MATERIAL TO PROCESS →
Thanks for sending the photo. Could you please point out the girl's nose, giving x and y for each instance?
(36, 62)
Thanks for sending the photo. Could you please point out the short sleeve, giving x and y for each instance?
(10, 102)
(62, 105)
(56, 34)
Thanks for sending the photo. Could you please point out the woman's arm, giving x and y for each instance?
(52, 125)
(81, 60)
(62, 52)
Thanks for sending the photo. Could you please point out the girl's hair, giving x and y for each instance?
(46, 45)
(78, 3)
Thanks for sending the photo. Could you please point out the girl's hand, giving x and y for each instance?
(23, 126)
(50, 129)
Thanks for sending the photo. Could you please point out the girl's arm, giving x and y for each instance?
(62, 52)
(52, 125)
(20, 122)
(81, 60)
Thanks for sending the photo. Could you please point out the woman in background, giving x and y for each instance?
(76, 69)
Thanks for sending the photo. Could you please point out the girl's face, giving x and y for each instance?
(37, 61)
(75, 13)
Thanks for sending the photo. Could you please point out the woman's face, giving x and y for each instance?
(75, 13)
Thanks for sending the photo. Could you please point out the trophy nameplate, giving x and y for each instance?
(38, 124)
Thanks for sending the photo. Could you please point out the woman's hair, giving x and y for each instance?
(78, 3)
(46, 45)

...

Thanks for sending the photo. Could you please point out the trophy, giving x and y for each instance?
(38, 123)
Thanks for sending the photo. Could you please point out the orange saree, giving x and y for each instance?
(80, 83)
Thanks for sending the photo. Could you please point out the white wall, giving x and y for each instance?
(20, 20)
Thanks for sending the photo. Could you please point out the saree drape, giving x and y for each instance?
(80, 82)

EXERCISE REQUIREMENTS → Give only the number of entries above that contain the string "saree". Case counts.

EXERCISE ANSWER → 2